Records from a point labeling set
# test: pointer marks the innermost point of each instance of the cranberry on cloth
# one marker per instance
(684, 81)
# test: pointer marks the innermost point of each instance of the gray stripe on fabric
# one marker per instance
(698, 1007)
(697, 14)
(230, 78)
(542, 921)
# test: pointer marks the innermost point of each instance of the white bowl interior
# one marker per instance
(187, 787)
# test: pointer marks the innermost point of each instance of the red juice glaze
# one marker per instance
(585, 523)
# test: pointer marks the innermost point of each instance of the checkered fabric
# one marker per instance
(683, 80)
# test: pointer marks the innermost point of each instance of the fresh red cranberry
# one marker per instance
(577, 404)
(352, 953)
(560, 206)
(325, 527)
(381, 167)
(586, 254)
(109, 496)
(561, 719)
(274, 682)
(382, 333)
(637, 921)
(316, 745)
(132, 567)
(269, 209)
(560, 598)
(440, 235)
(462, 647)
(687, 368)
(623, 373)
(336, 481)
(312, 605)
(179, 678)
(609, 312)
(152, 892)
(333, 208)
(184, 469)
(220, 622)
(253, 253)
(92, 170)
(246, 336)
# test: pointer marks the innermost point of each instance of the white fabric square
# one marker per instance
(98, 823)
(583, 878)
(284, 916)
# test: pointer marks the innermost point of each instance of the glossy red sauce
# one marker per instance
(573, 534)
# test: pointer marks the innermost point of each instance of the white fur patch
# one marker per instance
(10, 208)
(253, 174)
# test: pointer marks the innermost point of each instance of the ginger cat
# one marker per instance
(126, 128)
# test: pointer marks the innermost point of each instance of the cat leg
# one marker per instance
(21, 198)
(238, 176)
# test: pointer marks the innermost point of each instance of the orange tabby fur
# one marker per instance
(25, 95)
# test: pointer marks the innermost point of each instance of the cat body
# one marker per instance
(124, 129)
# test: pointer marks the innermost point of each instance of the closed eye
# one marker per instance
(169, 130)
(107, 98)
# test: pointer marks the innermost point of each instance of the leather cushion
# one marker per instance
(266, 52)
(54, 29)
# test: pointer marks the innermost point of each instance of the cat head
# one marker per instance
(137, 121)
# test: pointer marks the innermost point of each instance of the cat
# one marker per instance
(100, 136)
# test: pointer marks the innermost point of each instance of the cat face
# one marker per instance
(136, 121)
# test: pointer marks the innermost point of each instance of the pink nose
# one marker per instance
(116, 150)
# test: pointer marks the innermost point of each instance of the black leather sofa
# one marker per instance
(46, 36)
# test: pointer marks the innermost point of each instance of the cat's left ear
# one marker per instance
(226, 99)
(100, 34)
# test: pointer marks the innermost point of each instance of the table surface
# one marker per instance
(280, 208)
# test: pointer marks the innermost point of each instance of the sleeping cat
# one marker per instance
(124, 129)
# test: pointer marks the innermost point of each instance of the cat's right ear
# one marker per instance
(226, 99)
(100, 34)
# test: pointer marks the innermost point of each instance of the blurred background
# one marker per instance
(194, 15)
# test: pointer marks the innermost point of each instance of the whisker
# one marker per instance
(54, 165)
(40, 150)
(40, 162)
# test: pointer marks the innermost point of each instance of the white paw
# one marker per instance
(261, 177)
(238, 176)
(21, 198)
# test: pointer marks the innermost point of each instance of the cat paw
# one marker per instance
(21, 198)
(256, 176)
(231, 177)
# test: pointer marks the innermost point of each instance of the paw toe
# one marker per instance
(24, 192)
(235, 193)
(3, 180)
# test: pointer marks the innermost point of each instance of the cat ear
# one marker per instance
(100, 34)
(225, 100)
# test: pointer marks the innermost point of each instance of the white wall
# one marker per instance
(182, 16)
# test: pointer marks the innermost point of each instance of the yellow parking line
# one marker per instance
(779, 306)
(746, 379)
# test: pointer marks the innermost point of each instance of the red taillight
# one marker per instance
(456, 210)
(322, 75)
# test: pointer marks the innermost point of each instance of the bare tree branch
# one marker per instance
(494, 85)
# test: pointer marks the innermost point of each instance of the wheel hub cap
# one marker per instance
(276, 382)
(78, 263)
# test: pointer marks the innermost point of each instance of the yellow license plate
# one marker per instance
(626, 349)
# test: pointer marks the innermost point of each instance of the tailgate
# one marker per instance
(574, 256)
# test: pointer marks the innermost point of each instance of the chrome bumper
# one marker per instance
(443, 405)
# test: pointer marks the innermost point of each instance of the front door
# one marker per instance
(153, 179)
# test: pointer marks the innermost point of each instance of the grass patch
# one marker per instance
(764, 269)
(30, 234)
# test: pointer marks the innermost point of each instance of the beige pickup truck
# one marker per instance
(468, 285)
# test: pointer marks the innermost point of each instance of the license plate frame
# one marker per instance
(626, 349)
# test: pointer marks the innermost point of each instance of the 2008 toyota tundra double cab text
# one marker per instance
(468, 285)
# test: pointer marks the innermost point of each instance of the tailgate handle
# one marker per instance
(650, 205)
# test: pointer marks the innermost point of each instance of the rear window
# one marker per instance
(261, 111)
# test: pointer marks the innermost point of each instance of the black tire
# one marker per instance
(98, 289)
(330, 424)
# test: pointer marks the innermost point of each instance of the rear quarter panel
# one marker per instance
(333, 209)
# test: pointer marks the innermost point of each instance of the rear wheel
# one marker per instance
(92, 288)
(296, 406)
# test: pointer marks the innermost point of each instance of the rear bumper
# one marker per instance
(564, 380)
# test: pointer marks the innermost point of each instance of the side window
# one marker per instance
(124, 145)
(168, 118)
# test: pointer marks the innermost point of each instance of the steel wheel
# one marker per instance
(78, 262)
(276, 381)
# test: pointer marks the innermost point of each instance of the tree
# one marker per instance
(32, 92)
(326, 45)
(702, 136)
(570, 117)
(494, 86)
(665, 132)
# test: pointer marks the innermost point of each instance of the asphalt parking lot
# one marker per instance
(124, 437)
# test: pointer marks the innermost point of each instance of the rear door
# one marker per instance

> _INSTRUCTIONS FOR THE TASK_: Copy the entries above exactly, leaving none out.

> _EXERCISE ANSWER_:
# test: pointer marks the innermost point of each instance of the cranberry on cloth
# one marker per instance
(684, 81)
# test: pointer marks the innermost point of each instance of the gray stripe on fabric
# one marker per instance
(698, 1007)
(697, 14)
(230, 78)
(542, 921)
# test: pointer marks the innermost point of each instance of the white bowl interior
# one marker per instance
(187, 787)
# test: pointer marks the innermost point of each instance of the red juice glaze
# one marker per instance
(585, 523)
# test: pointer marks the innermost point of each instance of the checkered fabric
# one marker per instance
(683, 80)
# test: pointer marks the innermost point of each instance of the fresh red cranberry
# one marker per instance
(577, 404)
(352, 953)
(560, 206)
(325, 527)
(381, 167)
(586, 254)
(109, 496)
(561, 719)
(274, 682)
(382, 333)
(637, 921)
(316, 745)
(132, 567)
(269, 209)
(560, 598)
(440, 235)
(462, 647)
(687, 368)
(623, 373)
(336, 481)
(312, 605)
(179, 678)
(609, 312)
(152, 892)
(333, 208)
(184, 469)
(220, 622)
(253, 253)
(92, 170)
(246, 336)
# test: pointer marks the innermost point of each instance of the white fabric square
# one marker per instance
(98, 823)
(583, 878)
(284, 916)
# test: pointer marks the innermost point of each instance of the glossy red sauce
# one marker per instance
(573, 534)
# test: pointer marks the innermost point of each instance of the white fur patch
# one marker per instance
(10, 208)
(253, 174)
# test: pointer marks the innermost point of each instance of the ginger cat
# one marker per instance
(126, 128)
# test: pointer marks the innermost point of each instance of the cat leg
# one marker per instance
(21, 198)
(238, 176)
# test: pointer marks the innermost point of each instance of the orange tabby fur
# one marker per instance
(25, 95)
# test: pointer marks the innermost point of each instance of the cat body
# one marker per instance
(124, 129)
# test: pointer marks the innermost point of each instance of the closed eye
# one marker per instance
(169, 130)
(107, 98)
# test: pointer marks the innermost point of each instance of the leather cushion
# one marker per instance
(266, 52)
(54, 29)
# test: pointer marks the innermost point of each instance of the cat head
# one marker per instance
(137, 121)
# test: pointer marks the innermost point of each instance of the cat
# one marker per instance
(100, 136)
# test: pointer marks the innermost point of each instance of the cat face
# one marker per instance
(136, 121)
# test: pointer marks the innermost point of each instance of the pink nose
# one marker per instance
(116, 150)
# test: pointer marks the innermost point of each instance of the black leather sofa
# one marker per instance
(46, 36)
# test: pointer marks the innermost point of each instance of the cat's left ear
# one marker per instance
(226, 99)
(100, 34)
# test: pointer marks the innermost point of each instance of the table surface
# one marker per instance
(280, 208)
# test: pointer marks the innermost point of each instance of the sleeping cat
# one marker per instance
(124, 129)
# test: pointer marks the innermost point of each instance of the cat's right ear
# one marker per instance
(226, 99)
(100, 34)
# test: pointer marks the innermost point of each instance of the blurred background
# one marker per instance
(194, 15)
# test: pointer marks the innermost point of each instance of the whisker
# one marker per instance
(54, 165)
(40, 150)
(40, 162)
# test: pointer marks the innermost point of each instance of the white paw
# one marker per instance
(261, 177)
(238, 176)
(21, 198)
# test: pointer marks the innermost point of each instance of the cat paw
# one marker per instance
(21, 198)
(256, 176)
(231, 177)
# test: pointer marks the innermost point of each instance of the paw toe
# one marker per instance
(24, 192)
(235, 193)
(3, 180)
# test: pointer marks the innermost point of each instance of the cat ear
# one marker per instance
(100, 34)
(225, 100)
# test: pointer marks the innermost point of each instance of the white wall
# one marker per instance
(182, 16)
# test: pointer marks the innermost point of each instance of the yellow parking line
# one marker per instance
(779, 306)
(746, 379)
# test: pointer marks the innermost point of each instance of the red taillight
# one marker per instance
(456, 210)
(322, 75)
# test: pointer marks the innermost point of each instance of the bare tree branch
# one marker per instance
(494, 85)
# test: pointer marks the innermost point of each instance of the wheel hub cap
# one marker per instance
(276, 382)
(78, 263)
# test: pointer marks the innermost point of each instance of the yellow license plate
# one marker per instance
(626, 349)
# test: pointer marks the innermost point of each instance of the tailgate
# one marker per instance
(574, 256)
# test: pointer marks the innermost point of each instance of the chrome bumper
# one marker per instance
(443, 405)
# test: pointer marks the innermost point of each instance of the front door
# one marker per instance
(153, 179)
# test: pointer marks the innermost point of each instance of the grass patch
# one marker per instance
(764, 269)
(30, 234)
# test: pointer marks the innermost point of each instance of the beige pickup truck
# one marker per instance
(468, 285)
# test: pointer marks the innermost point of each instance of the license plate frame
# one marker per instance
(626, 349)
# test: pointer marks the innermost point of each instance of the 2008 toyota tundra double cab text
# one marker per instance
(468, 285)
# test: pointer marks the innermost point of each instance of the tailgate handle
# one marker per instance
(650, 205)
# test: pointer marks the innermost point of each instance of the rear window
# one marker per instance
(261, 111)
# test: pointer marks the innermost point of each instance of the black tire
# one marker per instance
(98, 289)
(330, 424)
# test: pointer marks the innermost point of each instance of the rear quarter panel
# one marker per instance
(333, 209)
# test: pointer marks the innermost point of each instance of the rear wheel
# one marker per instance
(92, 288)
(296, 406)
# test: pointer marks the innermost point of each instance of the rear bumper
# one marker per instance
(564, 380)
# test: pointer marks the innermost point of each instance of the side window
# one marker per instance
(124, 145)
(168, 118)
# test: pointer marks the innermost point of each instance of the steel wheel
# one marker per instance
(78, 262)
(276, 381)
# test: pointer marks the innermost point of each instance of the tree
# one marker per instance
(32, 92)
(326, 45)
(702, 136)
(570, 117)
(494, 86)
(665, 132)
# test: pointer marks the innermost point of each instance of the asphalt parking lot
# one marker per instance
(124, 437)
# test: pointer marks the innermost point of each instance of the rear door
# one marker per instance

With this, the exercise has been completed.